EXCERPT PROVIDED:
------------------------------------
Much of what hits you during a Cymbals Eat Guitars song is a sense that time passes in a disorderly manner. It bails or it lingers. It gives or it takes and it causes some great tumult. Sometimes that unruliness makes for interesting inconsistencies and forces a person's composition to alter. A mind tends to be programmed to accept when time passes itself off without much of an aftertaste, the draw of it being that it's hardly noticeable. It was there and it was gone. It only seemed to fly away because there was nothing tugging at the sleeves, demanding attention, damaging a focused flow and view.

The band from Staten Island, New York, detail nights of body shots and days of persistent beatings, giving them all something of a reclining bent. They don't feel all that harried most of the time. There are moments where they nip and they bite, but even when the teeth come out and they get a little snarly, it's only for a second and then things have settled back in and all is just passing again.
------------------------------------
[Source records]
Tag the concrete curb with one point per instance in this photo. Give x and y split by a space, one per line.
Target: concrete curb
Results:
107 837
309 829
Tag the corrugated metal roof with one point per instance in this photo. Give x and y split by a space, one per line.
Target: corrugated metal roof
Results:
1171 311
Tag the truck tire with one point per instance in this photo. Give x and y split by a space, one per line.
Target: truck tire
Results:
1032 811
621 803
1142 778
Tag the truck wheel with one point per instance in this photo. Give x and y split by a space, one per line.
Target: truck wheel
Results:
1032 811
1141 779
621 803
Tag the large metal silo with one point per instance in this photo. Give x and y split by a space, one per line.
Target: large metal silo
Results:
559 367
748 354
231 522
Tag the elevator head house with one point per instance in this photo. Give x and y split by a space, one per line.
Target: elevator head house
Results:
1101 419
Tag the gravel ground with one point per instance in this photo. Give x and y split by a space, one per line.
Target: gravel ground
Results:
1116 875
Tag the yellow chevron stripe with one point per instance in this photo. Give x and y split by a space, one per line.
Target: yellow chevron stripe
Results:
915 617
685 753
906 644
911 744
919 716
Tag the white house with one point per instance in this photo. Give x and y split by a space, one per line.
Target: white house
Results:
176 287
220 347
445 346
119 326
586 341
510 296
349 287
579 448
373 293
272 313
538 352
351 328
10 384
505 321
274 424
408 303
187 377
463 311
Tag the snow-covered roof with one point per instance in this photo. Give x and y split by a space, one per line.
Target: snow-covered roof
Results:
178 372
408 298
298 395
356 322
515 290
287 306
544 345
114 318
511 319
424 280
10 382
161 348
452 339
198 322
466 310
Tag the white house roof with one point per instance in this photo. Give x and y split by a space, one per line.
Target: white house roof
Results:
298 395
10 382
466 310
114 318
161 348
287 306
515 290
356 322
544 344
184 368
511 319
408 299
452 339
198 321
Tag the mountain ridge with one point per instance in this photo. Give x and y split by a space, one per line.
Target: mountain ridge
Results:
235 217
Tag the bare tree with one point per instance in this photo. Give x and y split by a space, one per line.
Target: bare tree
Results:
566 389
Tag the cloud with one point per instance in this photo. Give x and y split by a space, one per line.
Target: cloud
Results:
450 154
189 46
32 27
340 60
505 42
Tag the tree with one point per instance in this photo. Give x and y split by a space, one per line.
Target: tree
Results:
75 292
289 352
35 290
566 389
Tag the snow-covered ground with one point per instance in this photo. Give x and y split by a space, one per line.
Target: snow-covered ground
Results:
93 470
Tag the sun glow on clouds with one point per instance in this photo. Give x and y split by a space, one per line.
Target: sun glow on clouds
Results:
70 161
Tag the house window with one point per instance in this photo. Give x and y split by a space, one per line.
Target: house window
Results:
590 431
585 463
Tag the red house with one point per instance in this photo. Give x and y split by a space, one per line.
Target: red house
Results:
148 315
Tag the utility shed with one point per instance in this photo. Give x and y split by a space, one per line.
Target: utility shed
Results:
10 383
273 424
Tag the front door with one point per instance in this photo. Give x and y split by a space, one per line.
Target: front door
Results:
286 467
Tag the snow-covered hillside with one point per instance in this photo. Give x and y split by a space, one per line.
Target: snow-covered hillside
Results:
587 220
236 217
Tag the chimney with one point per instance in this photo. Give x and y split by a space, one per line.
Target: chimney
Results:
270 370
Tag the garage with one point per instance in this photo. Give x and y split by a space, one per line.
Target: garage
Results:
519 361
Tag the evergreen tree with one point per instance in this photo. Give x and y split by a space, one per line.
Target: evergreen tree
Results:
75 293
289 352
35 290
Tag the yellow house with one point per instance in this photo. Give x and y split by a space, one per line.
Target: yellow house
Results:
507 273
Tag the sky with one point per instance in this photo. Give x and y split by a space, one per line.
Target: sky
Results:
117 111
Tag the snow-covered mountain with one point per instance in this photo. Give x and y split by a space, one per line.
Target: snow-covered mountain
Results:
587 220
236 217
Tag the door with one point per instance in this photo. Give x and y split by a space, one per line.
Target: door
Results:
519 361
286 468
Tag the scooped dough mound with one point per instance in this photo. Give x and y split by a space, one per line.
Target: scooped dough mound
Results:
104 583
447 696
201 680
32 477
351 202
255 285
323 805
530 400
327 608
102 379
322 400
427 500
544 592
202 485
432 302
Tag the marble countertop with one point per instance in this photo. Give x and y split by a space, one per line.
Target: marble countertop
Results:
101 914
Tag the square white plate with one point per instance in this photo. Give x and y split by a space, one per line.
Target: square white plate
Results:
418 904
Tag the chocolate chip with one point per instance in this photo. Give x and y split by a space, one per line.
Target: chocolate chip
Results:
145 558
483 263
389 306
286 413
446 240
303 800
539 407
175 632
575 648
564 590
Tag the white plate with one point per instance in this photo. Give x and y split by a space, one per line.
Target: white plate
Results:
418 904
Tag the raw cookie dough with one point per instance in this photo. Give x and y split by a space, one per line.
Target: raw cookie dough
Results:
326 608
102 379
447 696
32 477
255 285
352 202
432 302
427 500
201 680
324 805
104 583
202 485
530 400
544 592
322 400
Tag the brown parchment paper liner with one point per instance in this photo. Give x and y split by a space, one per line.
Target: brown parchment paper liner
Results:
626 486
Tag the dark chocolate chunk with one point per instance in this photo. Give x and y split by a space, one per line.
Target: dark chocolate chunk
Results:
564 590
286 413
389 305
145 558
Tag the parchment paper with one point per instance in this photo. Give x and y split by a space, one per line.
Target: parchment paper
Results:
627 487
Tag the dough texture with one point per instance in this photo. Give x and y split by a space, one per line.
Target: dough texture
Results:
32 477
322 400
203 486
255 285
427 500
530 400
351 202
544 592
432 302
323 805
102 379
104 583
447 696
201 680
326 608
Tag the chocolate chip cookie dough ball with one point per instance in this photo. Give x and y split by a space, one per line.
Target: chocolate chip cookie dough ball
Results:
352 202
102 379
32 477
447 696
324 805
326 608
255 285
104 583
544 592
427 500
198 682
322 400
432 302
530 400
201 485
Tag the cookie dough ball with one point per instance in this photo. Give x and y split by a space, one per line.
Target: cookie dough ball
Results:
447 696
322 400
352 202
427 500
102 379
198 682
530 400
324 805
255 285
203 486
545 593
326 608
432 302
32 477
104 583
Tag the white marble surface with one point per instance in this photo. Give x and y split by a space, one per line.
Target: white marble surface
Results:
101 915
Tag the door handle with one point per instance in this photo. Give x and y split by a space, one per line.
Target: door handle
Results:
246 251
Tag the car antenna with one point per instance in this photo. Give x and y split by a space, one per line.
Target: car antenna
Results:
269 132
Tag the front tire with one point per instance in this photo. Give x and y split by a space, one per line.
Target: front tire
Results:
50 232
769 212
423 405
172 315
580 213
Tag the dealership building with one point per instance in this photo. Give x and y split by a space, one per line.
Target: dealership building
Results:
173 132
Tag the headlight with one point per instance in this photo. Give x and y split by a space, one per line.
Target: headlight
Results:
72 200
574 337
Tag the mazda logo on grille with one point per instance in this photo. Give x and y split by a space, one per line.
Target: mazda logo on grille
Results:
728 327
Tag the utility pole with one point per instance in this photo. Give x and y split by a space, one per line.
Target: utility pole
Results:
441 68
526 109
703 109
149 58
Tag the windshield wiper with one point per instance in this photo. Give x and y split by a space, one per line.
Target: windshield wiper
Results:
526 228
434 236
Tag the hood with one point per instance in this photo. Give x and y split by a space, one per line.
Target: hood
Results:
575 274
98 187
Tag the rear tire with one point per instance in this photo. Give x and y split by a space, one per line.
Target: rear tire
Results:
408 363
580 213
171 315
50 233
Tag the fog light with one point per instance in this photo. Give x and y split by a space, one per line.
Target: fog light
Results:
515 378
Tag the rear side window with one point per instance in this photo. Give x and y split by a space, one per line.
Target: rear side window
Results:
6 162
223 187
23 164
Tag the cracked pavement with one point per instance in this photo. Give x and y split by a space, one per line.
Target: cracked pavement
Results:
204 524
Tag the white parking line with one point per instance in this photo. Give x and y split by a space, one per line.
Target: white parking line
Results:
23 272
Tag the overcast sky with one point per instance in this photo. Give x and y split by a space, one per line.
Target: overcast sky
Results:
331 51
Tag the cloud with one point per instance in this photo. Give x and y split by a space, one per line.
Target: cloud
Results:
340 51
------------------------------------
SHORT PROBLEM 1:
In the Cymbals Eat Guitars review, list the four verbs joined by "or" in the sentences that begin "It bails" and "It gives."
SHORT PROBLEM 2:
Extend the Cymbals Eat Guitars review by picking up right after its final sentence.

EXPECTED ANSWER 1:
bails, lingers, gives, takes

EXPECTED ANSWER 2:
Lead singer Joseph D'Agostino writes in sunsets and silhouettes, offering up these notions of frustration and disappointment, as if they were happening by the ocean's side. There is that dull roar and that cool slamming of people smacking the ground and the ground smacking them right back, continually battling. It comes out in these songs that are heavy on unfulfilled promises and an inability to know what anyone's supposed to do about the boredom, when it sets in. Written into their breaths is a deafening deference to whatever is going to happen. D'Agostino sings, "And I feel so at peace/As infinite Earth versions," giving us the perspective needed to understand how we're passing.